Lo que se pide => Vuelve a escribir sin ningún cambio las líneas del material de abajo, empezando por la que contiene "Target: conifer tree" y siguiendo hasta la que contiene "131], [147, 133]]", ambas incluidas.

Líneas de datos =>
+++++
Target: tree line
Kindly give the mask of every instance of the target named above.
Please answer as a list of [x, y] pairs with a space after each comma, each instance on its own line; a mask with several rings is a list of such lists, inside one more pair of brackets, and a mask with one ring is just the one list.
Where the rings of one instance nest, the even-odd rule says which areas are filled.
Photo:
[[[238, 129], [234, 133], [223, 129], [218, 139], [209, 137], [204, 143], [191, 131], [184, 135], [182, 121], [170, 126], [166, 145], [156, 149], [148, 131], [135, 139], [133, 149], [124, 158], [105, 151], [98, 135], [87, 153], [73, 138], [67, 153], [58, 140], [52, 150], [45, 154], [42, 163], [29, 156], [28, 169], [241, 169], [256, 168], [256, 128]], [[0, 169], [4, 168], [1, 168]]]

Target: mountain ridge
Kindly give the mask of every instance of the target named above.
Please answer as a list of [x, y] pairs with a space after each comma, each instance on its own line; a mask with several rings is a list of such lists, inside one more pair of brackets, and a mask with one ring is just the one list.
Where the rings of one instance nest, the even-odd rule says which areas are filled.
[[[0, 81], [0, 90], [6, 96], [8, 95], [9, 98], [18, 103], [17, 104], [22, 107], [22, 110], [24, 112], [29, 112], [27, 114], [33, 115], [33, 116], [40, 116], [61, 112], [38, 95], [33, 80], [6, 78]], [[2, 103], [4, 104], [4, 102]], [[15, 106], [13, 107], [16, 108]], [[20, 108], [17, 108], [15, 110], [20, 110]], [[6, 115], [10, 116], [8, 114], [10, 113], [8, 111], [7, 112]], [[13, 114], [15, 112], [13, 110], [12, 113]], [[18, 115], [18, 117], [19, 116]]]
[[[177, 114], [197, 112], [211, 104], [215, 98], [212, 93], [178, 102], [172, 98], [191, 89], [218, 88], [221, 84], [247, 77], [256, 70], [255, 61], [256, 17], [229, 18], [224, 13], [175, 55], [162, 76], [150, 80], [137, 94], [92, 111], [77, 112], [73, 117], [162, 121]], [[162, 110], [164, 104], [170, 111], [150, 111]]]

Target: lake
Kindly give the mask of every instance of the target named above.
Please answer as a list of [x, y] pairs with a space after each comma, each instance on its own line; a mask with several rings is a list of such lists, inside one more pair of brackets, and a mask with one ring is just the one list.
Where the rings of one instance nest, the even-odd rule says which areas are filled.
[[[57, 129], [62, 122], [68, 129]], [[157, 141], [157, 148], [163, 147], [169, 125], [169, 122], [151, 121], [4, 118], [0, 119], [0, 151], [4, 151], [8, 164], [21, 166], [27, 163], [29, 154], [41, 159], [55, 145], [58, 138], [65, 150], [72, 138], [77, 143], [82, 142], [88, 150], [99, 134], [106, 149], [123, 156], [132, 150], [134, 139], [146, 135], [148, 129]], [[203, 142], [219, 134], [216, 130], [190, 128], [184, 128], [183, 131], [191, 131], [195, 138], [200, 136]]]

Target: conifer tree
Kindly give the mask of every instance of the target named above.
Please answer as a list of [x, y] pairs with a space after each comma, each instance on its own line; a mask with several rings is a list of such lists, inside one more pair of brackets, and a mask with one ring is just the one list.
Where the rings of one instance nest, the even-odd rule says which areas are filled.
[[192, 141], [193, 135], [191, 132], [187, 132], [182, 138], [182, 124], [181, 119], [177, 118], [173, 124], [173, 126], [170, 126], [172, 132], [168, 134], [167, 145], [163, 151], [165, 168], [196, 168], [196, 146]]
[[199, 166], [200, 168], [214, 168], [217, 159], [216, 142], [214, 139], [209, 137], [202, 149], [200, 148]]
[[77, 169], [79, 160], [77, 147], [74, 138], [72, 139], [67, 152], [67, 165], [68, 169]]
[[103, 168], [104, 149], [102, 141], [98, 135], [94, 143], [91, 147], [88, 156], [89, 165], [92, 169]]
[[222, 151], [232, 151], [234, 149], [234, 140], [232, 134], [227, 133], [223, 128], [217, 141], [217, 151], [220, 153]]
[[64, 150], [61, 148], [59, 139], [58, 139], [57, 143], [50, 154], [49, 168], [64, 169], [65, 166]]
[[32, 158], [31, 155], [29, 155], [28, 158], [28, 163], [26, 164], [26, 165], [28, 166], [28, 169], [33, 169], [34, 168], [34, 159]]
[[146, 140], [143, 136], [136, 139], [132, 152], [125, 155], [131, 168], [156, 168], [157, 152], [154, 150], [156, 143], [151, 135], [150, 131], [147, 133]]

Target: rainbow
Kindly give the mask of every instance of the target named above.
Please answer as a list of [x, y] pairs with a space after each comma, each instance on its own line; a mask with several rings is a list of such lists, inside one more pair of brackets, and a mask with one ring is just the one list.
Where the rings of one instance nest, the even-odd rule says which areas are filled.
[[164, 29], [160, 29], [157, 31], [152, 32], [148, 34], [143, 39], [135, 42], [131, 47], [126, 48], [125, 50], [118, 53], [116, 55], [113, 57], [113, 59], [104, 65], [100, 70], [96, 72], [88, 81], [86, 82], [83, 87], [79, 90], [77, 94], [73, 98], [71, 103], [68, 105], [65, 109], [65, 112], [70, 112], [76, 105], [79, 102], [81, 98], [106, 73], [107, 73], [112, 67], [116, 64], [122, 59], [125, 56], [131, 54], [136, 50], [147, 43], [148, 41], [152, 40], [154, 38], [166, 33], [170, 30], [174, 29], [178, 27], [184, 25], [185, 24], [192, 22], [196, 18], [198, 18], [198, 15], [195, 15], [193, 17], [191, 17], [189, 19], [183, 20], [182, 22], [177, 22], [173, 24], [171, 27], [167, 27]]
+++++
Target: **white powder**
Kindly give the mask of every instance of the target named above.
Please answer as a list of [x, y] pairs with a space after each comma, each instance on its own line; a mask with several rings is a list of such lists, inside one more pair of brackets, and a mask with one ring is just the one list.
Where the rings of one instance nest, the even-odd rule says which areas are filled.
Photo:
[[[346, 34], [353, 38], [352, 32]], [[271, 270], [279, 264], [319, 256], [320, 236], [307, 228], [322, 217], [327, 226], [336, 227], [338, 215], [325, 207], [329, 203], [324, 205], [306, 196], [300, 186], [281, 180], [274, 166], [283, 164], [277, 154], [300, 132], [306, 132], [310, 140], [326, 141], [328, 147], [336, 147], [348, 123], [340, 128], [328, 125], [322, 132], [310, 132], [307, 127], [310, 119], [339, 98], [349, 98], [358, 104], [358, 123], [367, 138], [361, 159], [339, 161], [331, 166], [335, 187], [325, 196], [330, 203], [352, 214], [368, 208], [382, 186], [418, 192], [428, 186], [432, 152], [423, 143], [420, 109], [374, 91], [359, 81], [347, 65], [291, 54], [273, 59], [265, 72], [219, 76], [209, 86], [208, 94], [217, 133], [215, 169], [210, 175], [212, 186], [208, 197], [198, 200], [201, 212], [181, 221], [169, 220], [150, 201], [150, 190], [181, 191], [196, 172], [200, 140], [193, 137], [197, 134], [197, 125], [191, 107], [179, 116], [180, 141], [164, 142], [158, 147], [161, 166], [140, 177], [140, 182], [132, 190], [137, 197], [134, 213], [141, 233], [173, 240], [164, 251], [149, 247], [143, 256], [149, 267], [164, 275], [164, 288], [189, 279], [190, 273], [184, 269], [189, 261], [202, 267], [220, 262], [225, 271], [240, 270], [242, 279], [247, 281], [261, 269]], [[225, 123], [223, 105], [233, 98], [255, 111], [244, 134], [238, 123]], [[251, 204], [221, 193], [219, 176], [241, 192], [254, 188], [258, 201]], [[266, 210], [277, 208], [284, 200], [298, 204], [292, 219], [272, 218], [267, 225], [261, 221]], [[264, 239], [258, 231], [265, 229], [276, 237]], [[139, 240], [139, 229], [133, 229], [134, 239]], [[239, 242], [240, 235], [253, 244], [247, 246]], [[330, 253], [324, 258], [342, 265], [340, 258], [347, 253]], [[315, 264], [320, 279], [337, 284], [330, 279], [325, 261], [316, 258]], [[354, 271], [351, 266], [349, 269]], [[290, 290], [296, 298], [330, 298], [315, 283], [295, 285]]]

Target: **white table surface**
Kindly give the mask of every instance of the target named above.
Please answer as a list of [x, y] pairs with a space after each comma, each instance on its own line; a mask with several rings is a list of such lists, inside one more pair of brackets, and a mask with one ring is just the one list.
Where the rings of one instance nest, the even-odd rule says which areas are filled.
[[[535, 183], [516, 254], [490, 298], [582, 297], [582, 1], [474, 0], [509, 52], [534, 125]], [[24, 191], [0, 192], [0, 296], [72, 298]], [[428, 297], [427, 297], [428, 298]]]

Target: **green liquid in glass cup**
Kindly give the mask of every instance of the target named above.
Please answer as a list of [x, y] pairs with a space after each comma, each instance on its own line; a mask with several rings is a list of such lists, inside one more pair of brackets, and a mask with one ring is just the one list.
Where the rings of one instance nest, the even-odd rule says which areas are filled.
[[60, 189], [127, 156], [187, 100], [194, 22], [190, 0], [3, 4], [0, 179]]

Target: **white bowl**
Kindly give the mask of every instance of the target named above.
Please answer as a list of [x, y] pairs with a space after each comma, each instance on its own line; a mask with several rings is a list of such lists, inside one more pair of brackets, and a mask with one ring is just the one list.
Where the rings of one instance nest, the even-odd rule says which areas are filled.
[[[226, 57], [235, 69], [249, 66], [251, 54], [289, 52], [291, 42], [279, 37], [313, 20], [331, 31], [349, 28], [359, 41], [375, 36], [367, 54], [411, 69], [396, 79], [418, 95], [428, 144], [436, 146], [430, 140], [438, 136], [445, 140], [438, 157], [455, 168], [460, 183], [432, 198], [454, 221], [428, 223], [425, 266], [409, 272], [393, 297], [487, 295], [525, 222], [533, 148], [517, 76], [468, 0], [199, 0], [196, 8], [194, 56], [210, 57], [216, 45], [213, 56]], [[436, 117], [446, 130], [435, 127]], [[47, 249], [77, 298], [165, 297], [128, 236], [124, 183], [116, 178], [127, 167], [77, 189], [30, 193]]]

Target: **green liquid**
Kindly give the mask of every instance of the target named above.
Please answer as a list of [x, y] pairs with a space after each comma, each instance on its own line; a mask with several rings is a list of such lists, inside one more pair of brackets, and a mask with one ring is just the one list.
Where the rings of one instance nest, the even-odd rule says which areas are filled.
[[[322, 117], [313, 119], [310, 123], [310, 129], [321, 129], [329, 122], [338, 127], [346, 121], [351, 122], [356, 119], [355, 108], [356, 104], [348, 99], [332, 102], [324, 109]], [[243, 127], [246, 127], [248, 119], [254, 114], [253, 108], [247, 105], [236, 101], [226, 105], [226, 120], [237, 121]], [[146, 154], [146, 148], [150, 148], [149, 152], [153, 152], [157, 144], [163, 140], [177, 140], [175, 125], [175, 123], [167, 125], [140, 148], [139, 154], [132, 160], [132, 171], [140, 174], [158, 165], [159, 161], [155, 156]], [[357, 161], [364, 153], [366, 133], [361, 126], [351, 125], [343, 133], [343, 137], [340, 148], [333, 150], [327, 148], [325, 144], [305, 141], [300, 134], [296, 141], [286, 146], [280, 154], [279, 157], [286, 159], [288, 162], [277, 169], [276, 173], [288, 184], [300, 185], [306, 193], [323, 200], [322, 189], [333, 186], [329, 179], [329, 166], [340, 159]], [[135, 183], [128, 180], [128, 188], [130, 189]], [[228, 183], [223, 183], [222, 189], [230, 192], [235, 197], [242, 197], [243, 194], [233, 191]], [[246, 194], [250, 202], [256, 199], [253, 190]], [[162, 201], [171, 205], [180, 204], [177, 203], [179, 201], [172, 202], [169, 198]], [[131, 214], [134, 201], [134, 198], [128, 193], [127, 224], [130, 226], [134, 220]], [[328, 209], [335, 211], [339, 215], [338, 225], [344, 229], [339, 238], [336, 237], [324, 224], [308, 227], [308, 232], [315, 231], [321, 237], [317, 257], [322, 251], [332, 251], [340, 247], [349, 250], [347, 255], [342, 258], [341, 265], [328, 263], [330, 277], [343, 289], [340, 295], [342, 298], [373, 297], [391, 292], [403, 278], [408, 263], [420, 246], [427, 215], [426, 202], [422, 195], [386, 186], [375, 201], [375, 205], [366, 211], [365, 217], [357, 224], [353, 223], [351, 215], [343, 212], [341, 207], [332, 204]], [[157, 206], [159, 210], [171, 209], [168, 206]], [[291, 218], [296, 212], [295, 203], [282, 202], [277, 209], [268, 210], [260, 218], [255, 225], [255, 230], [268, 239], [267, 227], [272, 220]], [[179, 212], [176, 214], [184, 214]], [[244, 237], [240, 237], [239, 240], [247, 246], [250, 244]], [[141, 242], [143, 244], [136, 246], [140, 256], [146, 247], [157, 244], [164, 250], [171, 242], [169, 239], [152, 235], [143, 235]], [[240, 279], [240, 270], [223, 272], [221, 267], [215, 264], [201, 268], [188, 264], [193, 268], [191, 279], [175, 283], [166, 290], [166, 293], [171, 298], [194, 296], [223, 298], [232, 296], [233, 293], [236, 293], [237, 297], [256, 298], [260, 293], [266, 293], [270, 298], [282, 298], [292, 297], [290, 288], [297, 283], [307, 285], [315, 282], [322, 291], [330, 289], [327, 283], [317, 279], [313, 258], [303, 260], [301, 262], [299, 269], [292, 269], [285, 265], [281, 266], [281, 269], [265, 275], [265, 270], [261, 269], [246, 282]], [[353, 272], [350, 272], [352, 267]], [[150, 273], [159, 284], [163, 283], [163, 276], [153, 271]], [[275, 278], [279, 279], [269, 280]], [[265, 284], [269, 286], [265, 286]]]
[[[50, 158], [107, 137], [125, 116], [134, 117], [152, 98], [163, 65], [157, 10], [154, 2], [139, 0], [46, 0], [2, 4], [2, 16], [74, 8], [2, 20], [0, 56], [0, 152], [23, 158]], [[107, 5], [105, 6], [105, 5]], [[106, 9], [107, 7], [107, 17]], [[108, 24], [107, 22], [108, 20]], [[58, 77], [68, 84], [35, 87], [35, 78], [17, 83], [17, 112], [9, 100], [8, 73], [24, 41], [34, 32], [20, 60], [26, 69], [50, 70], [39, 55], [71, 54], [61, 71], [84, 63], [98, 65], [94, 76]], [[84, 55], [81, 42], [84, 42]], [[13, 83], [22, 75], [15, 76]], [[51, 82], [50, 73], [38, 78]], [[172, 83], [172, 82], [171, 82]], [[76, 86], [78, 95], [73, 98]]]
+++++
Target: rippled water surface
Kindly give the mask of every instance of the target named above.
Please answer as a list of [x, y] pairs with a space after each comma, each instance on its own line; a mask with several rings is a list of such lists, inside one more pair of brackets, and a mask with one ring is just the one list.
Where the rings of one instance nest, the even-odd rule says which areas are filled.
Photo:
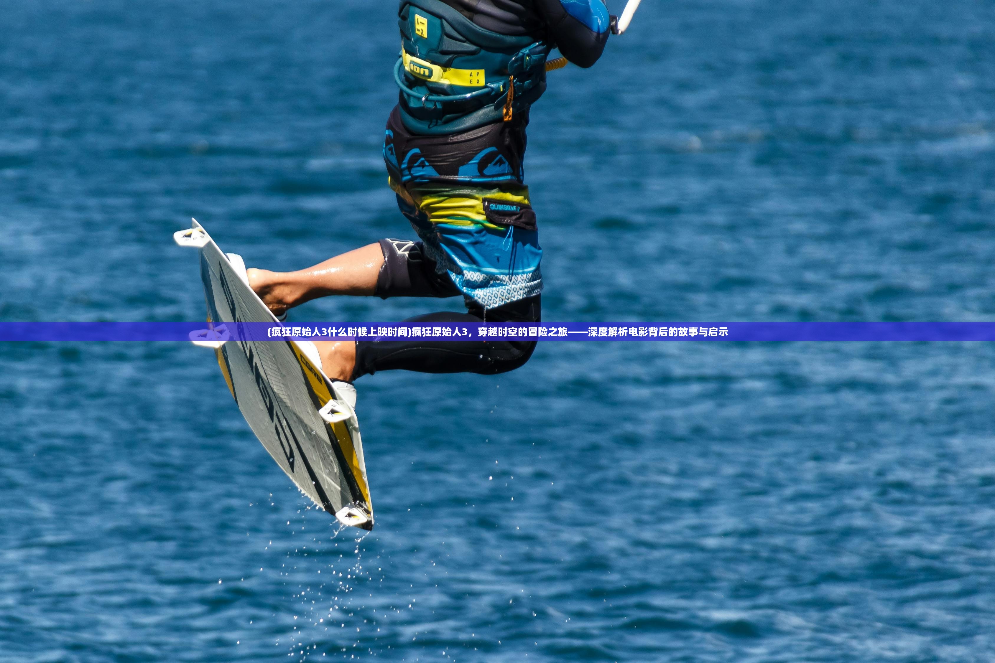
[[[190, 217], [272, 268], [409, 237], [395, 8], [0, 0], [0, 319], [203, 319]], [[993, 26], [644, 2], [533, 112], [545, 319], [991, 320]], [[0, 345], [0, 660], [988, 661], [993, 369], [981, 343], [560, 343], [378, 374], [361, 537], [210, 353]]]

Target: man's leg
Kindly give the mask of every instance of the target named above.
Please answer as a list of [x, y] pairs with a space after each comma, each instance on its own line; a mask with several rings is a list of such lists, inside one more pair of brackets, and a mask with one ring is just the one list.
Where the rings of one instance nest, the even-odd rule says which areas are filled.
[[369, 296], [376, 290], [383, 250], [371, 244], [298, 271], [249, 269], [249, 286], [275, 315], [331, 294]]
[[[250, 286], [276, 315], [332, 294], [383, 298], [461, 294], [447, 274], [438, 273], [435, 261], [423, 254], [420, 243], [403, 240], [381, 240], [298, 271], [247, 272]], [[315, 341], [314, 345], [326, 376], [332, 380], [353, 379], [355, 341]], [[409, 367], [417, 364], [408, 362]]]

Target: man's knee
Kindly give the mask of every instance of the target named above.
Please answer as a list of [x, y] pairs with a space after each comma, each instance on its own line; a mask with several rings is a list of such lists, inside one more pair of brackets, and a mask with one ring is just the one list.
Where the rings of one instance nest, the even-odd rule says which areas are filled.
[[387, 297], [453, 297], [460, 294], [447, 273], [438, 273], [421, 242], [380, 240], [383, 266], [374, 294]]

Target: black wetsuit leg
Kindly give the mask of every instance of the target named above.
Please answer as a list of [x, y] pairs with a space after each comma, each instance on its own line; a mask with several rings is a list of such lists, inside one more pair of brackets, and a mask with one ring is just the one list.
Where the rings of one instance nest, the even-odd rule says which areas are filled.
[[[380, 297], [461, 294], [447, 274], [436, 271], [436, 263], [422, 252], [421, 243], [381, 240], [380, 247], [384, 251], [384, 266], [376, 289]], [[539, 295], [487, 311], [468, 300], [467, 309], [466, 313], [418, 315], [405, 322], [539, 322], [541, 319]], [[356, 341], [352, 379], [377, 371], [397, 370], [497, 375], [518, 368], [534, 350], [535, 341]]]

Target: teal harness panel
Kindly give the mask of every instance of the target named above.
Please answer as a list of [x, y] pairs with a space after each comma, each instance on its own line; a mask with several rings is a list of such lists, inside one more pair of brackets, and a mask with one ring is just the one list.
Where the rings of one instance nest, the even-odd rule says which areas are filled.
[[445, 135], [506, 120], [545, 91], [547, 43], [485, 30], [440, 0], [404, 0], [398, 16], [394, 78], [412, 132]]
+++++
Resultado final =>
Target: conifer tree
Kindly give the mask of every instance of the target named above.
Please answer as a list of [x, y] pairs with a space after each comma, each instance on its own line; a mask with several rings is a list of such lists, inside one more pair of brackets, and a mask with one ring is just the one list.
Where the rings of one instance nest, the even-odd rule says which areas are filled.
[[192, 141], [193, 135], [191, 132], [187, 132], [182, 138], [182, 124], [181, 119], [177, 118], [173, 124], [173, 126], [170, 126], [172, 132], [168, 134], [167, 145], [163, 151], [165, 168], [196, 168], [196, 146]]
[[199, 166], [200, 168], [214, 168], [217, 159], [216, 142], [214, 139], [209, 137], [202, 149], [200, 148]]
[[77, 169], [79, 160], [77, 147], [74, 138], [72, 139], [67, 152], [67, 165], [68, 169]]
[[103, 168], [104, 149], [102, 141], [98, 135], [94, 143], [91, 147], [88, 156], [89, 165], [92, 169]]
[[222, 151], [232, 151], [234, 149], [234, 140], [232, 134], [227, 133], [223, 128], [217, 141], [217, 151], [220, 153]]
[[64, 150], [61, 148], [59, 139], [58, 139], [57, 143], [50, 154], [49, 168], [64, 169], [65, 166]]
[[32, 158], [31, 155], [29, 155], [28, 158], [28, 163], [26, 164], [26, 165], [28, 166], [28, 169], [33, 169], [34, 168], [34, 159]]
[[146, 140], [143, 136], [136, 139], [132, 152], [125, 155], [131, 168], [156, 168], [157, 152], [154, 150], [156, 143], [151, 135], [150, 131], [147, 133]]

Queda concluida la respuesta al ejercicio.